• **Text segment**
-*-
Is there anybody out there?

The world has opened up for coders interested in the quest for life beyond Planet Earth. Europlanet Society (EPS), a pan-European body aimed at furthering planetary research, including the hunt for extraterrestrial life, has launched a challenge for artificial intelligence (AI) and machine learning (ML) experts.

Through its Ariel Data Challenge 2022, which opened on June 30 and will be on till early October, EPS hopes that AI experts will help astronomers understand planets outside our solar system that could potentially support life.

The winners of the competition, backed by the U.K. Space Agency, will earn a cash prize and be invited to exhibit their presentation in New Orleans later this year.

Also supporting the contest is the European Space Agency (ESA), which plans to launch its Atmospheric Remote-sensing Infrared Exoplanet Large-survey (ARIEL) space telescope by early 2029. This will survey one-fifth of the 5,000 known exoplanets — planets that orbit a star outside the solar system.

It will study the light from each exoplanet's host star after it has travelled through the planet's atmosphere in what is known as a spectrum. This information can throw light on the make-up of the planet's atmosphere and its origins.

Advanced ML techniques may also help scientists understand the impact of different atmospheric phenomena on the observed spectrum.

Meanwhile, the U.S. National Aeronautics and Space Administration is planning a space mission to Saturn's natural satellite Titan, which is said to be very similar to early Earth. The 2026 mission will also look for clues on how life may have begun on Earth.

These exoplanet missions come at a time when researchers are finding new clues about extraterrestrial synthesis of organic molecules that are required to support life. For instance, astrophysicists associated with Germany's Friedrich Schiller University Jena have replicated in a lab a possible process by which peptides (polymers of amino acids) can be formed in interstellar medium.

While the possibility of synthesising amino acids in extraterrestrial environments was already proven, this work reported by Serge Krasnokutski and his team in Nature Astronomy moves a step forward.

Apart from suggesting a new and simple chemical pathway for peptide synthesis, the team proposed that peptides were the first large biomolecules present on early Earth.
-*-
• **Dataset content**
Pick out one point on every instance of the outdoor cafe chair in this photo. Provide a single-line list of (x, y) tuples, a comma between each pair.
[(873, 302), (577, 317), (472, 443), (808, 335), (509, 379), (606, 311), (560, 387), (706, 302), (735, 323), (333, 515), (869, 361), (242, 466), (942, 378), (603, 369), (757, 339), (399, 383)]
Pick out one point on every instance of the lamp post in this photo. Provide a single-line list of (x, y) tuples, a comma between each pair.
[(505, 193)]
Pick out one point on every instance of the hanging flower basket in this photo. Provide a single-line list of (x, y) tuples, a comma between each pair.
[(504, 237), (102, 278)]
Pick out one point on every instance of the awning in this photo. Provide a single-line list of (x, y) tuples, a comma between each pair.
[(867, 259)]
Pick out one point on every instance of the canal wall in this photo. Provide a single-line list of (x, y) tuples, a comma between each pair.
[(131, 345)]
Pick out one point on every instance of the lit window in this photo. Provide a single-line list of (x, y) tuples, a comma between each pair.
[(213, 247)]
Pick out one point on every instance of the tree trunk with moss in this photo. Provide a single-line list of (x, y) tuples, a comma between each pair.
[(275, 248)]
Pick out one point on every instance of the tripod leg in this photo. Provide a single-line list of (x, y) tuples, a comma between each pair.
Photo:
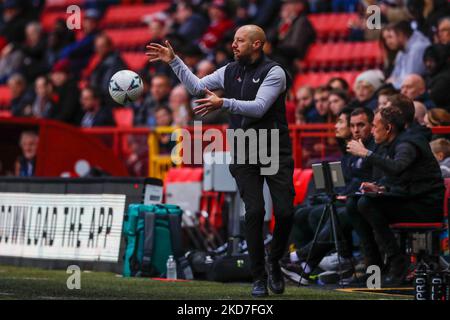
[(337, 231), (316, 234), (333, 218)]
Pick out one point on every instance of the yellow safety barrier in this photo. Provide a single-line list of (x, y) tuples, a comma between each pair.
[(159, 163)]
-*-
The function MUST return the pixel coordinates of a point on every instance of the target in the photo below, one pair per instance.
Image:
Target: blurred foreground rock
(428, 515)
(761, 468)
-*-
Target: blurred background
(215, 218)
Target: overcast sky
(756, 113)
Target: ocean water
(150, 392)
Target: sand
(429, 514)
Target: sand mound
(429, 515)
-*-
• **Task list**
[1] Name every space agency mentioned in the article on the search for extraterrestrial life.
[2] Resume the article on the search for extraterrestrial life, starting after its final sentence.
The listing is separate material and has no connection to the article on the search for extraterrestrial life.

• **Per-task outputs**
[1] U.K. Space Agency; European Space Agency (ESA); U.S. National Aeronautics and Space Administration

[2]
“Therefore, it is very likely that peptides contributed in one or other way to the origin of life on Earth. This would also mean that peptides are continuously delivered to Earth and exoplanets. It increases chances of finding life on other planets,” Krasnokutski, who studies the formation of planets and stars, tells Shaastra.

Mimicking space-like conditions in the lab, the team synthesised peptides using three abundantly found substances in cosmic dust – ammonia, carbon monoxide and highly reactive atomic carbon.

Carbon atoms work like molecular glue joining the carbon monoxide and ammonia molecules. "Due to the extremely high reactivity of single carbon atoms, this chemistry can take place at very low temperatures," Krasnokutski says.

The team also experimentally demonstrated that water molecules have no role in peptide synthesis. "Till recently it was assumed that water is essential for the formation of these biomolecules. We demonstrated that the removal of water from the chemistry only facilitates the formation of peptides. Removal of water allows us to skip two chemical steps, both of which have large energy barriers," he says.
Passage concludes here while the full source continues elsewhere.